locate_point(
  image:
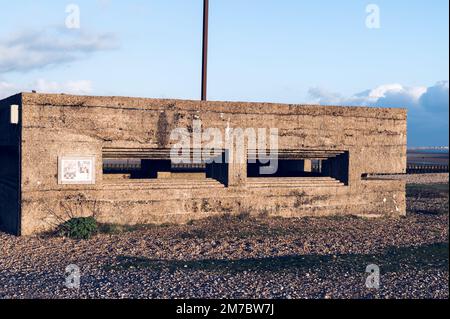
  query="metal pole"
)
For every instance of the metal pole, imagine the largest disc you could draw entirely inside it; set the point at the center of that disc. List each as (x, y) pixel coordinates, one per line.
(205, 50)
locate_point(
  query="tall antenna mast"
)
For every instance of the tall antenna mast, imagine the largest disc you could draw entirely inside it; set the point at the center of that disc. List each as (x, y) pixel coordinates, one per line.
(205, 50)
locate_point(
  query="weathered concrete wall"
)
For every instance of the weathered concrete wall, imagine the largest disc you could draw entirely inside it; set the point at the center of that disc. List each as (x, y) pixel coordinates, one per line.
(9, 168)
(56, 125)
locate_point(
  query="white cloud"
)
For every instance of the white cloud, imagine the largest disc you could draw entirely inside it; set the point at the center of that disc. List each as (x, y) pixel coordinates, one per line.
(389, 95)
(30, 50)
(428, 107)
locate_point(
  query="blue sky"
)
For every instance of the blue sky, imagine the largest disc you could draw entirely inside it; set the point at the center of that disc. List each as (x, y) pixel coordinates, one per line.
(288, 51)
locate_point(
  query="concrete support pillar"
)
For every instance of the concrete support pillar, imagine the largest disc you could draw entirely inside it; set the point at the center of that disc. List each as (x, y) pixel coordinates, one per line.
(237, 168)
(307, 166)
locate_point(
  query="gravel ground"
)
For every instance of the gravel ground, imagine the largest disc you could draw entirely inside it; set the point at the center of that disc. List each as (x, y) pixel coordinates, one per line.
(242, 257)
(420, 178)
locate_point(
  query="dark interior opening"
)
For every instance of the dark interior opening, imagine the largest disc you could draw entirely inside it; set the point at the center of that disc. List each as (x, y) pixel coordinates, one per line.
(124, 168)
(318, 164)
(9, 190)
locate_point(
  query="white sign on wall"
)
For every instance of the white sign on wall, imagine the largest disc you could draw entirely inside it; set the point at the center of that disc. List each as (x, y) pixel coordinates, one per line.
(76, 170)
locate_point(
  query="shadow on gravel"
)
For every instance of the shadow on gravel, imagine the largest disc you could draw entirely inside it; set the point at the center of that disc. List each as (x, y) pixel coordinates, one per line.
(393, 259)
(433, 195)
(430, 191)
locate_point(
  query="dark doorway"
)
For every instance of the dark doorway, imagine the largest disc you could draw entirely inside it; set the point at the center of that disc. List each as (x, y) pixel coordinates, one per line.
(9, 190)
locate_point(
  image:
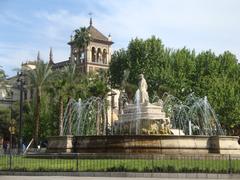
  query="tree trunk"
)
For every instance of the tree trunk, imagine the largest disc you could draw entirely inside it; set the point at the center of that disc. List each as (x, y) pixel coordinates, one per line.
(69, 118)
(37, 116)
(60, 116)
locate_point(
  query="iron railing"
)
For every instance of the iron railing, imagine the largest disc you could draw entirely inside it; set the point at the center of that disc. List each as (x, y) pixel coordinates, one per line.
(121, 163)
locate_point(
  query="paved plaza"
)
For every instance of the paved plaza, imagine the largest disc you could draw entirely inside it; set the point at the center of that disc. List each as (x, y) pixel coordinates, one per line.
(81, 178)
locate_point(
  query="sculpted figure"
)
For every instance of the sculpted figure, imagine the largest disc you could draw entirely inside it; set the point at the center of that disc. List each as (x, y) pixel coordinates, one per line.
(142, 85)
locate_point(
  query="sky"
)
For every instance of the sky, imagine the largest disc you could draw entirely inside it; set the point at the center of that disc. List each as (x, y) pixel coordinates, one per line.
(29, 26)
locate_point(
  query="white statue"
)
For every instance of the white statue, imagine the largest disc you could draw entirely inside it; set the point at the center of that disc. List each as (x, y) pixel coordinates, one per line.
(142, 85)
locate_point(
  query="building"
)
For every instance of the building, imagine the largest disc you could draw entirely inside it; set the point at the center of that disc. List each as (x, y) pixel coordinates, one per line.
(96, 55)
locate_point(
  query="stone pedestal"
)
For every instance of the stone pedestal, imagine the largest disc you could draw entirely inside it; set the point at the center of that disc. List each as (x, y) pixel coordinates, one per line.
(145, 144)
(60, 144)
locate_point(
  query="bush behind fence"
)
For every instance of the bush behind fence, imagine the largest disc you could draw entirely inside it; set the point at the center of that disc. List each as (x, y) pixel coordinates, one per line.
(121, 163)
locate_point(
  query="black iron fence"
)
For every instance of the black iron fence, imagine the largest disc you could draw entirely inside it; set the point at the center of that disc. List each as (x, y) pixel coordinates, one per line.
(121, 163)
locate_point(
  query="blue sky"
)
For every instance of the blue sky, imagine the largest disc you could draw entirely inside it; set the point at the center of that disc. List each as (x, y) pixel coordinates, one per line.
(27, 26)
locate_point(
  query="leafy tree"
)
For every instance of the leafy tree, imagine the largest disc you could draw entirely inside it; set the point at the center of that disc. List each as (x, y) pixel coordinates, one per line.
(182, 71)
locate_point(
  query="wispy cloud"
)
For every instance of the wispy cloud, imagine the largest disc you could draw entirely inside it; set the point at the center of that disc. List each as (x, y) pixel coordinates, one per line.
(199, 24)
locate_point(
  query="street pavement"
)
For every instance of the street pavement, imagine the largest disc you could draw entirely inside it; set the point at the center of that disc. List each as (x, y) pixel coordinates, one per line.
(83, 178)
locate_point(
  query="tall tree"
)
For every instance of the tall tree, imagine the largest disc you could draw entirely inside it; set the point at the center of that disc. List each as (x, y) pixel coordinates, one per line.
(38, 79)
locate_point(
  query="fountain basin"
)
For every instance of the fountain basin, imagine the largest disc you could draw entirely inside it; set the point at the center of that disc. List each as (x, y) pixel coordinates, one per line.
(159, 144)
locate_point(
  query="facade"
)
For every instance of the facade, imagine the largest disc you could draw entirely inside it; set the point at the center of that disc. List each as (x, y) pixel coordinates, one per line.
(95, 56)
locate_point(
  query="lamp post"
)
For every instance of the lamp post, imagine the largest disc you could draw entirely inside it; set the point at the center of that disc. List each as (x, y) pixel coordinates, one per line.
(112, 107)
(21, 83)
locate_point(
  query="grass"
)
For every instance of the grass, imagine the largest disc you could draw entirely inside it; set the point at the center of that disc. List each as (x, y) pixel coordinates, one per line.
(188, 164)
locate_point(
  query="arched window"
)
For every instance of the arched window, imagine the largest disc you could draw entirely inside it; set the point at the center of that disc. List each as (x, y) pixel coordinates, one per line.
(93, 54)
(104, 56)
(99, 55)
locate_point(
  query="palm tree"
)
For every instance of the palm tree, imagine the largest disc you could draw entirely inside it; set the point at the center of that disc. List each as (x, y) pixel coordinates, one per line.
(63, 86)
(38, 79)
(2, 77)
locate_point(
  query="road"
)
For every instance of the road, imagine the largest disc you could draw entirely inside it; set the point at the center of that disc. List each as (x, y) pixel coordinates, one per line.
(82, 178)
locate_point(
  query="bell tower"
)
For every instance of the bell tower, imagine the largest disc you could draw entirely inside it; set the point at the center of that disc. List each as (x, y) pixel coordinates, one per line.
(96, 55)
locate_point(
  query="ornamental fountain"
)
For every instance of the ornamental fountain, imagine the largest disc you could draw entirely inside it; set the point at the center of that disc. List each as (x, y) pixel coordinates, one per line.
(168, 126)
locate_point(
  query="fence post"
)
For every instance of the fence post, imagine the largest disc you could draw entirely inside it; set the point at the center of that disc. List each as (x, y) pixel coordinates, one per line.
(152, 157)
(76, 162)
(229, 164)
(10, 161)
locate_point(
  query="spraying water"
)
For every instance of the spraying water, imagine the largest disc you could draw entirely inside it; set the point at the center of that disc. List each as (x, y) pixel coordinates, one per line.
(194, 116)
(85, 117)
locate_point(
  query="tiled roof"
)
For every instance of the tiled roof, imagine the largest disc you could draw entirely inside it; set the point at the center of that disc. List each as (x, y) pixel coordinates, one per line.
(96, 35)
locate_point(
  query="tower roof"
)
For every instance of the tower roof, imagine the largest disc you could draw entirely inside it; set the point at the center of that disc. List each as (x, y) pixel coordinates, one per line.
(97, 35)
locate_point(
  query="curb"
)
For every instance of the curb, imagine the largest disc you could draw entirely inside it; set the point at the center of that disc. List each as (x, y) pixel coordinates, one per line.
(126, 174)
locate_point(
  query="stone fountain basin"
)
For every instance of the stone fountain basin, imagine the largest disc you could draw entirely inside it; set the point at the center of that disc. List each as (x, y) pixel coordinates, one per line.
(158, 144)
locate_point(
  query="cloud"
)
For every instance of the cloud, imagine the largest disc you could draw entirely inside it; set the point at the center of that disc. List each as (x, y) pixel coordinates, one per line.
(199, 24)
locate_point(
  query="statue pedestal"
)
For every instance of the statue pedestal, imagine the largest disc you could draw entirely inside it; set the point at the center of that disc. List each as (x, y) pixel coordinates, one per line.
(144, 118)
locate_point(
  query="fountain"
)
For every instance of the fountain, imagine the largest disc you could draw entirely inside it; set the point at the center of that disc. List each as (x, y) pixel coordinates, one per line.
(168, 126)
(142, 117)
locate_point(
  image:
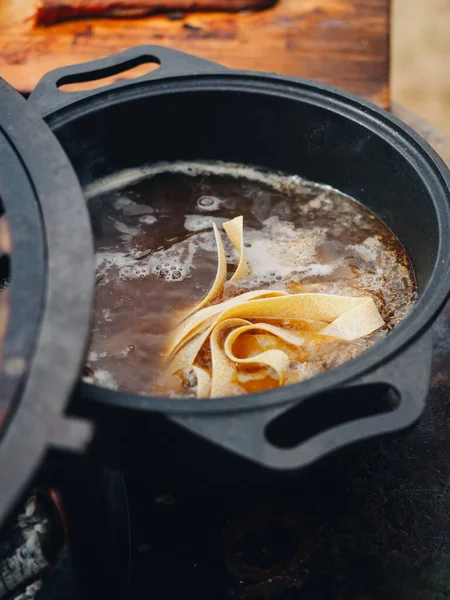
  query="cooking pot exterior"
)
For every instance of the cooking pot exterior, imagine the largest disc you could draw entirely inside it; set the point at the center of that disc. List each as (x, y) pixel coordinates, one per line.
(192, 109)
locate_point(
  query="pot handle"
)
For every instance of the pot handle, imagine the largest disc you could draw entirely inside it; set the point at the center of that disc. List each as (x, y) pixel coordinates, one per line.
(47, 97)
(245, 433)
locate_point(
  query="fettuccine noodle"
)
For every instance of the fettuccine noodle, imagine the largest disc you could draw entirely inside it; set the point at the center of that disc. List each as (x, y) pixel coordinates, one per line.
(258, 314)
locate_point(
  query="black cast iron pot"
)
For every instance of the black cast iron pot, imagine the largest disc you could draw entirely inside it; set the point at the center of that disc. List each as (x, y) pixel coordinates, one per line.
(192, 109)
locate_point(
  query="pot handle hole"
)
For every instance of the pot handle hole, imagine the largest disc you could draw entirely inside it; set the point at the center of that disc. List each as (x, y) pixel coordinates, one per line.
(48, 95)
(386, 400)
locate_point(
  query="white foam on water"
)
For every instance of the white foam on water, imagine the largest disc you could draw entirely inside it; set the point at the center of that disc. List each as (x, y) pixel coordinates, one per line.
(123, 228)
(126, 177)
(175, 263)
(201, 223)
(148, 219)
(208, 203)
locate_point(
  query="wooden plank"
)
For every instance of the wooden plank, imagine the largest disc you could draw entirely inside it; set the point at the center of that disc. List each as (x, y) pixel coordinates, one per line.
(340, 42)
(55, 11)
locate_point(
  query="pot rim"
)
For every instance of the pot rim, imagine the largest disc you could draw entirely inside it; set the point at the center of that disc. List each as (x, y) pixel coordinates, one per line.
(434, 174)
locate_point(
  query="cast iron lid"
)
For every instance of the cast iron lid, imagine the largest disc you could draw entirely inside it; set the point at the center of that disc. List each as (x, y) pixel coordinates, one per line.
(46, 286)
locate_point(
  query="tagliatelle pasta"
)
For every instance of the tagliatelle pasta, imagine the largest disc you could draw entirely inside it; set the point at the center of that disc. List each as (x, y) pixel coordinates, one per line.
(275, 320)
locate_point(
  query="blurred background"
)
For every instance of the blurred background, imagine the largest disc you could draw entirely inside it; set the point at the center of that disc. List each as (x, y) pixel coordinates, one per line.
(421, 58)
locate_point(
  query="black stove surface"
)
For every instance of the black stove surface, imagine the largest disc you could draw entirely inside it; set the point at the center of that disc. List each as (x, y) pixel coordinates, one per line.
(369, 524)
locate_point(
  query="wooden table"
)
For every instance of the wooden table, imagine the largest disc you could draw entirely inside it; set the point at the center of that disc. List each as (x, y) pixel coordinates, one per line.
(340, 42)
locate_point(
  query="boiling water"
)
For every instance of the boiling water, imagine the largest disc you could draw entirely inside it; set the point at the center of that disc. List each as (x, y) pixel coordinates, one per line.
(156, 254)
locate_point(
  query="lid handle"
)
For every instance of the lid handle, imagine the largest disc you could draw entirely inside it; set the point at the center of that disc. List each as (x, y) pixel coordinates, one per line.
(47, 97)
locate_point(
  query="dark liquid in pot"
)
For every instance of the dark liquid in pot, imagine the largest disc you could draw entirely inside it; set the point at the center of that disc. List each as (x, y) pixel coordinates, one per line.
(155, 254)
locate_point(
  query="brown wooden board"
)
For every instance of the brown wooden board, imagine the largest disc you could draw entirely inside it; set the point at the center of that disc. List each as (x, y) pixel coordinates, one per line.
━━━━━━━━━━━━━━━━
» **WHAT YOU HAVE TO DO**:
Whenever a line of the listing above holds the word "brown", copy that line.

» **COMPLETED TASK**:
  query="brown wooden board"
For every instance of the brown wooden board, imagine the largest disc you could draw entirely inside it; set the point at the center of that disc. List each as (x, y) pixel coordinates, one per line.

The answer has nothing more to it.